Copy out every one of the lines below verbatim, without altering any word, number, or punctuation mark.

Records
----

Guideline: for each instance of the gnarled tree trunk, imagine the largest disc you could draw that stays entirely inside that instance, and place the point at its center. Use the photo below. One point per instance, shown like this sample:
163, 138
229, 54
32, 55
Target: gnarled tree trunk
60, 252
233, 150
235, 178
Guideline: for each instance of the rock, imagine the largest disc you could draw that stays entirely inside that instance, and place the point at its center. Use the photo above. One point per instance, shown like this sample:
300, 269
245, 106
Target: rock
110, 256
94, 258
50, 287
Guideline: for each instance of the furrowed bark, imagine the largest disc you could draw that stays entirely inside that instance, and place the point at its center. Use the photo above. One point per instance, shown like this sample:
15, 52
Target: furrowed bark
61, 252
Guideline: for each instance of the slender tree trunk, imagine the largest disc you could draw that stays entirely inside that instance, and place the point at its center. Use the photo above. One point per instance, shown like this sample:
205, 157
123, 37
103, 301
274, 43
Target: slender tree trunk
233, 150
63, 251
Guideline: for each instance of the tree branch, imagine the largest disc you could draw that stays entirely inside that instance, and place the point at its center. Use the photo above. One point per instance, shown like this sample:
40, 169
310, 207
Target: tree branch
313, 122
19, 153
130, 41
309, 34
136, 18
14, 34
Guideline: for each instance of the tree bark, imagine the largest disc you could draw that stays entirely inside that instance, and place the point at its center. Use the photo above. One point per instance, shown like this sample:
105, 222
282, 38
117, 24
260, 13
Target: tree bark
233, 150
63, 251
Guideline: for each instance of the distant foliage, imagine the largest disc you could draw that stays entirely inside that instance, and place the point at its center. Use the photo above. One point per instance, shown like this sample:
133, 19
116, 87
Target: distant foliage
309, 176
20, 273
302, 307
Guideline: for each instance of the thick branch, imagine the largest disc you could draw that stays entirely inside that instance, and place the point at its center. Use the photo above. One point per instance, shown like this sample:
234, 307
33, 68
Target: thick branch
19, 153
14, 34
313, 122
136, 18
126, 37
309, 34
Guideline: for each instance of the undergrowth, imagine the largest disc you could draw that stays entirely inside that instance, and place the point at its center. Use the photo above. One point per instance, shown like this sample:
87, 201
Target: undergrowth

----

* EXPECTED ANSWER
Guideline: for each instance of the gnarled tree trunk, imagine the largest disc you could draw that stays entirely inside that instance, and place the point at its center. Use the photo below. One point per instance, shown like this sample:
163, 138
229, 54
32, 55
Target: gnarled tree trunk
60, 252
233, 150
235, 178
Guideline: for each instance of the rock, imagine the largest disc you could draw that stays entirely inside that instance, and place the point at its center. Use the photo above. One point per instance, shown like this sample:
300, 269
245, 106
Target: rock
110, 256
94, 258
50, 287
Guideline: for each instance of the furrowed bark, imagine the largest disc you could draw that stays entirely inside that instance, and place the point at its center. Use the photo above. One point per instance, shown like this sample:
15, 52
Target: furrowed bark
61, 252
Guideline: for each instance of the slender tree trunk, imagine the largest disc you could draw that stays entirely inside that instance, and place the point at its center. Use the photo above. One point per instance, shown like this sample:
205, 157
123, 37
103, 301
274, 43
Target: slender tree trunk
233, 150
63, 251
Guideline: for each instance of the tree branch, imagine the largest disc you could draw that stays entirely inside that instance, and place the point at its center. Use the photo above. One point per instance, shown like this sample:
40, 169
310, 207
Target: tree branch
313, 122
19, 153
130, 41
309, 34
136, 18
14, 34
Guideline: for each instance of the tree bark, imagine the largest disc you could draw that stays entirely inside that instance, and place the point at its center. Use the photo above. One point per instance, shown like this sample:
105, 222
282, 38
117, 24
260, 13
Target: tree bark
233, 150
63, 251
Guideline: for each instance of the distant foliage, imagine the largest disc you could draw that stays entirely inside that instance, and place the point at its center. Use the photo above. One point per instance, shown like this sample:
133, 19
116, 87
Target: distant foliage
309, 176
20, 273
302, 307
Guideline: for each instance of the thick branch, imagine the largest disc you could draw that stays entirely inside that instance, and place the point at its center. Use the photo above. One point per instance, shown like this sample:
234, 307
33, 68
Target: thick branch
19, 153
14, 34
313, 122
136, 18
126, 37
309, 34
Guideline: for each instance of the undergrowth, imagine the largest disc you could draw that stays entirely inside that instance, and place the point at its center. Use the photo above. One point per instance, shown like this sample:
87, 201
Target: undergrowth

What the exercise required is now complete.